手元にあるピースはバラバラの1ピースだったり、既に組み立てられた塊だったりする。
完成図やパズルのフレームは無いので、最終的にどんな大きさで、どんなテーマをもっているものが出来上がるのかは予想もできない。

完成した完璧な状態のパズルを知ることができるのは、きっと作者だけだ。
ただ、好奇心だったり、ピースに映る絵柄だったり、その作者が好きという気持ちだったり、話題性だったりに惹かれて、思わずパズルを初めてしまう。

自分もその一人だ。
時刻は深夜零時。

完成図が分からないので、とりあえず手元にあるピースたちを眺めて自分なりにイメージしてみる。
ふと、塊になったピースを見てみると、それは一直線のへんを持っている事に気がつく。
4辺のうち、どこに属するかはイマイチわからないが適当なところに置いてみる。

データセットに列挙された項目
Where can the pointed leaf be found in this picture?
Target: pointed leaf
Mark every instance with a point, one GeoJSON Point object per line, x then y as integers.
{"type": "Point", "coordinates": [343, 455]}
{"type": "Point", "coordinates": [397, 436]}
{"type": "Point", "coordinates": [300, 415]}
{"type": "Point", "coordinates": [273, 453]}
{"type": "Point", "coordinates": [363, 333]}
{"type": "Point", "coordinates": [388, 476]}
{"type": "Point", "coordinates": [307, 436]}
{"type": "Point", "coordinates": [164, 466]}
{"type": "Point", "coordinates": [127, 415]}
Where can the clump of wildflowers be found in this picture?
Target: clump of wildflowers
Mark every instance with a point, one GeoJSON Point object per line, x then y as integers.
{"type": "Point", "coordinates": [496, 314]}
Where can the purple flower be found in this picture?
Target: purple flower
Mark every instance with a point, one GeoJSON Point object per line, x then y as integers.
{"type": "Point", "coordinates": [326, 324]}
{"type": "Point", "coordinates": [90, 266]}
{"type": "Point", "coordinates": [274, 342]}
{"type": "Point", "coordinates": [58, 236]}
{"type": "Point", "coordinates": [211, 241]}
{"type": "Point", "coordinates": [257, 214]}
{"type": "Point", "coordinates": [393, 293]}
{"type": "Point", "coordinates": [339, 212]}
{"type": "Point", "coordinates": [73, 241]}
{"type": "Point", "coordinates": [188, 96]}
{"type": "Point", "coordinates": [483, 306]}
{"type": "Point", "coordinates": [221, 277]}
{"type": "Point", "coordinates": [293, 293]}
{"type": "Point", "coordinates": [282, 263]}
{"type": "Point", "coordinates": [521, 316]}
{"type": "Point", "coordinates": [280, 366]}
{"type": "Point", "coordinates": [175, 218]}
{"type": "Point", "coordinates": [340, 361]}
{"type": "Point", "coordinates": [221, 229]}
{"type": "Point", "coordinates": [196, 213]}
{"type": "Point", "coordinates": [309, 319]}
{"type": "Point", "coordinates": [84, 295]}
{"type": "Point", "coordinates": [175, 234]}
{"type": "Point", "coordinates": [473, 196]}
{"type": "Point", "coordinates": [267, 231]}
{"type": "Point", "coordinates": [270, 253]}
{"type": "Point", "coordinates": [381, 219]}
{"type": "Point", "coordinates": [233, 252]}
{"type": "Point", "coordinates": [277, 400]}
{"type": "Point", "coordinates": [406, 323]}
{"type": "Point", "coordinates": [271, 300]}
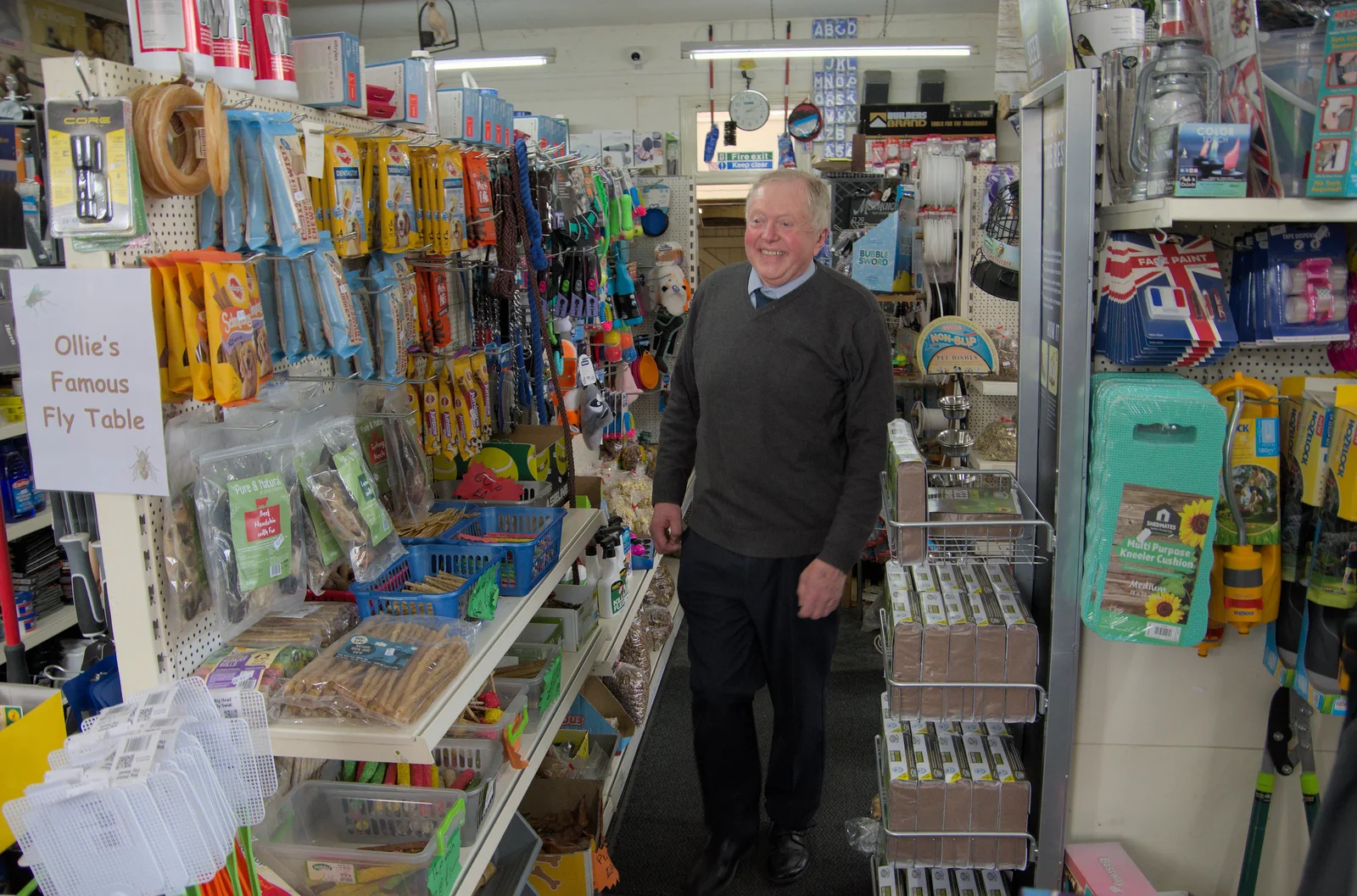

課題 — パズルについての文章の「完成した完璧な状態のパズルを知ることができるのは、きっと作者だけだ。」から「ふと、塊になったピースを見てみると、それは一直線のへんを持っている事に気がつく。」までをすべて、「ピース」を「かけら」に置き換えて書き直すこと。

最終結果 —
完成した完璧な状態のパズルを知ることができるのは、きっと作者だけだ。
ただ、好奇心だったり、かけらに映る絵柄だったり、その作者が好きという気持ちだったり、話題性だったりに惹かれて、思わずパズルを初めてしまう。

自分もその一人だ。
時刻は深夜零時。

完成図が分からないので、とりあえず手元にあるかけらたちを眺めて自分なりにイメージしてみる。
ふと、塊になったかけらを見てみると、それは一直線のへんを持っている事に気がつく。